■ Selected excerpt ■
※

Is not society an extension of the self? 

The basic nature of all humanity is that of genuine goodness.  There is no reason to doubt such, for if each person reflects upon their most basic inclinations, they will find that deep in their intellect, they WANT to do the right thing.  In fact, every person has a common sense of natural “oughtness” which is derived from our common sense of natural “goodness”.  Our natural inclination to do “the right thing” is based upon our intuitive knowledge of the very concept.  Hence, there are circumstances which are so spontaneous and so instant that before we have time to rationalize our actions, we feel inclined to do what we naturally know is right under the circumstances.  This natural knowledge of “the right thing” is in fact our intuition, by which we can know our own basic nature.

For example, let us presume that we see another person lieing on the side of the road, clearly injured and obviously incapacitated.  Would not our natural inclination in such a circumstance be to stop and render aid?  That instantaneous feeling is our basic nature responding to our intuitive knowledge to do the right thing.

Now, this is not to say that our actions are always or even ever in accord with our basic nature.  In this very scenario, the instantaneous inclination to render aid, would immediate lead to rationalization of the circumstance which would lead to a consequent course of action. One person might speculate that based upon the remoteness of the area that it might be too dangerous to risk personal injury, so she might pass on by (And, she might use her cell phone to call for help, which would be practical.  Yet, her original SPONTANEOUS thought would have been to stop and render aid).  Yet another more cynical type might speculate that the injured person likely brought these unfortunate circumstances on himself, and thus he might choose to just pass on by and not “get involved”.  Then again, another person might note that the injured person’s skin color does not suit his taste, so he might pass on by due to a personal  prejudice.

※

■ Supplied entries ■

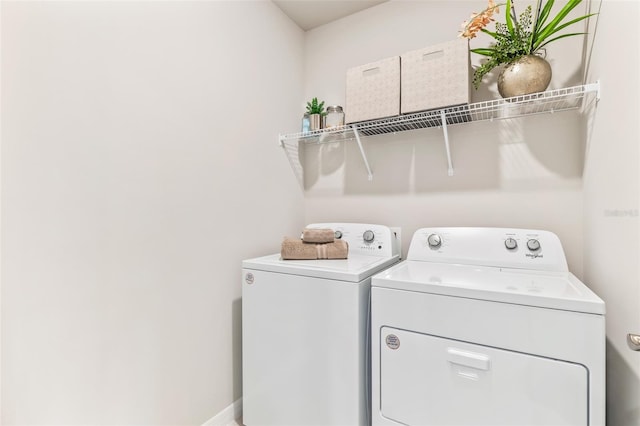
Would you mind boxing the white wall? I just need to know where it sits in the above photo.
[305,0,584,276]
[584,0,640,426]
[1,1,304,425]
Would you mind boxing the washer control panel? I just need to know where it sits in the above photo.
[307,223,400,256]
[407,227,568,272]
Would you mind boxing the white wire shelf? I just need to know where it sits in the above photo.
[280,81,600,180]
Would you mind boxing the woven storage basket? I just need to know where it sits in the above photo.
[345,56,400,123]
[400,39,471,114]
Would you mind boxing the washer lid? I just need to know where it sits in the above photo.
[371,260,605,315]
[242,253,400,282]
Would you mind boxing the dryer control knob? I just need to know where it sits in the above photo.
[362,230,376,243]
[527,238,540,251]
[504,238,518,250]
[427,234,442,249]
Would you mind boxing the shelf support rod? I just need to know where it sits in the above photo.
[351,124,373,180]
[440,110,453,176]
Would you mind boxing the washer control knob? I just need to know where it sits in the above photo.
[527,238,540,251]
[362,230,376,243]
[504,238,518,250]
[427,234,442,249]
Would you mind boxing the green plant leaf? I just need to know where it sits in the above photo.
[471,47,496,56]
[533,0,554,34]
[504,0,515,36]
[538,33,587,49]
[534,0,582,49]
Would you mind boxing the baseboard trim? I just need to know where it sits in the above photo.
[202,398,242,426]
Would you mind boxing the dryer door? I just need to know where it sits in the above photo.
[379,327,588,426]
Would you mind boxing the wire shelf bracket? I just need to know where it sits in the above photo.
[279,80,601,180]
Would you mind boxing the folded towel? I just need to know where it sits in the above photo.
[301,228,335,243]
[280,238,349,260]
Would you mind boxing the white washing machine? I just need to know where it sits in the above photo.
[242,223,400,426]
[371,228,605,426]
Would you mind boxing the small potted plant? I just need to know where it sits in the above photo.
[460,0,595,98]
[307,98,325,130]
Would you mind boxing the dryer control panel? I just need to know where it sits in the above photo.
[307,223,400,257]
[407,227,568,272]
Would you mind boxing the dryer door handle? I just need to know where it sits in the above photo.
[627,333,640,351]
[447,348,491,371]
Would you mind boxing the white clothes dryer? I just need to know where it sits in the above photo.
[242,223,400,426]
[371,228,605,426]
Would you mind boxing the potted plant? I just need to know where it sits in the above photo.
[460,0,595,98]
[307,98,324,130]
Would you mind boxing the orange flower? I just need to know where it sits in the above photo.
[459,0,499,39]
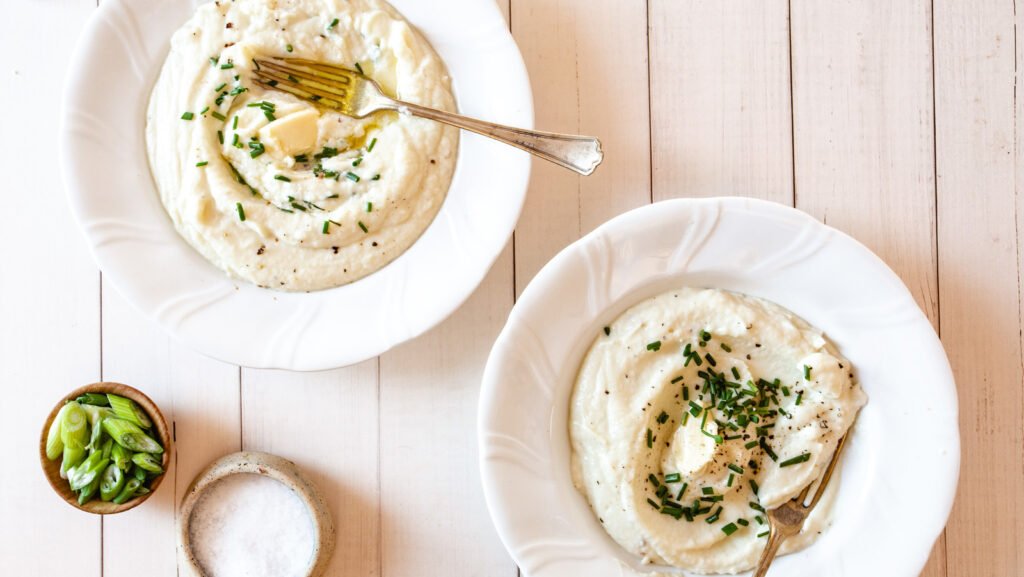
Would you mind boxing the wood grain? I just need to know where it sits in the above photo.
[0,0,101,577]
[512,0,650,294]
[650,0,793,206]
[935,0,1024,576]
[102,293,240,577]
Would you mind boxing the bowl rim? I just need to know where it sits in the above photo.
[177,451,335,577]
[39,380,174,514]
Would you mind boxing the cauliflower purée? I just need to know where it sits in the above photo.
[146,0,458,291]
[569,288,866,573]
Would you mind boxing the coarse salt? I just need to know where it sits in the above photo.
[188,473,314,577]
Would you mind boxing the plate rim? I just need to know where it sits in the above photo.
[57,0,535,371]
[477,196,961,577]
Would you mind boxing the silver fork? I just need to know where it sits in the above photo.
[254,58,604,175]
[752,426,852,577]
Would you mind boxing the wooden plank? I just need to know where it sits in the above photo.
[791,0,945,577]
[0,0,100,576]
[935,0,1024,577]
[242,359,380,575]
[380,245,516,577]
[512,0,650,294]
[102,282,241,577]
[649,0,793,206]
[380,0,516,577]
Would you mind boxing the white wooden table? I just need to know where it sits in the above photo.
[0,0,1024,577]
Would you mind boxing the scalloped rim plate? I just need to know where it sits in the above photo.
[60,0,534,370]
[479,198,959,577]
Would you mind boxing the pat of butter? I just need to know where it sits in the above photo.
[259,109,319,156]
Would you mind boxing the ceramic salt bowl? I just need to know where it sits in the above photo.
[178,451,335,577]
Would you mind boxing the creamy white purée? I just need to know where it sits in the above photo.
[146,0,458,291]
[569,288,866,573]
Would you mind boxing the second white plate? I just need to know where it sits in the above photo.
[479,198,959,577]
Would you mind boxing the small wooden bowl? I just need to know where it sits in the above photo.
[39,382,173,514]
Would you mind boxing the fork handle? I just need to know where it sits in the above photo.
[388,100,604,176]
[751,526,786,577]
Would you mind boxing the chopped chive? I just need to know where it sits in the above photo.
[778,453,811,467]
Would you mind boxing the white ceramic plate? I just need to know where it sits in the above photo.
[479,198,959,577]
[60,0,534,370]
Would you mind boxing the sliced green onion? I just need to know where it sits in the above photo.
[106,395,153,428]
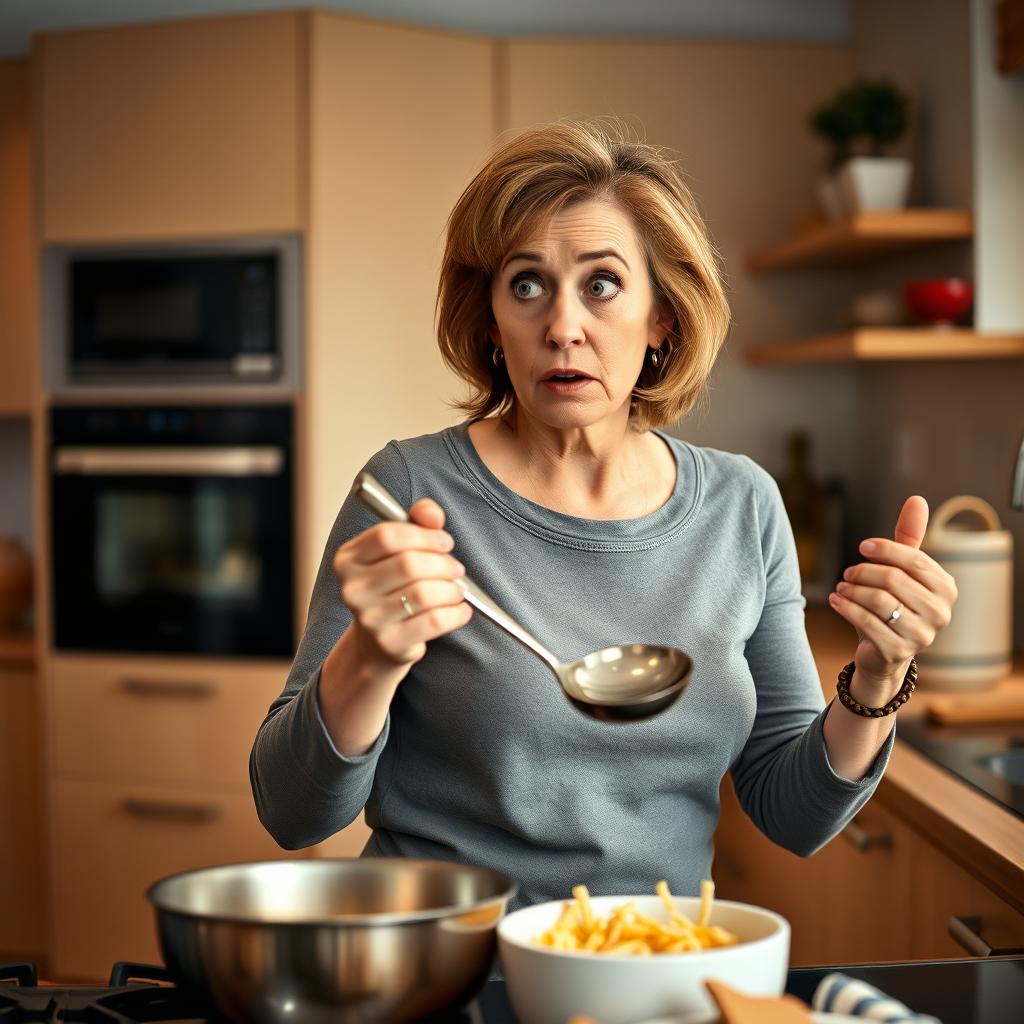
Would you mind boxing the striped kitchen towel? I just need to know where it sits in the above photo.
[811,974,942,1024]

※

■ Problem 1 ■
Say whether each statement agrees with the passage on basic human goodness, answering yes or no and quoting the deciding words of the passage exactly. (a) The passage holds that every person has a common sense of natural "oughtness." (b) The passage claims that our actions always accord with our basic nature. (c) In the roadside scenario, the woman who passes by might use a radio to call for help.
■ Problem 2 ■
Reproduce the portion of the passage on basic human goodness starting with "For example, let" and going on through "knowledge to do the right thing.".

■ Final answer 1 ■
(a) Yes: "every person has a common sense of natural “oughtness”"
(b) No: "this is not to say that our actions are always or even ever in accord with our basic nature"
(c) No: "she might use her cell phone to call for help"

■ Final answer 2 ■
For example, let us presume that we see another person lieing on the side of the road, clearly injured and obviously incapacitated.  Would not our natural inclination in such a circumstance be to stop and render aid?  That instantaneous feeling is our basic nature responding to our intuitive knowledge to do the right thing.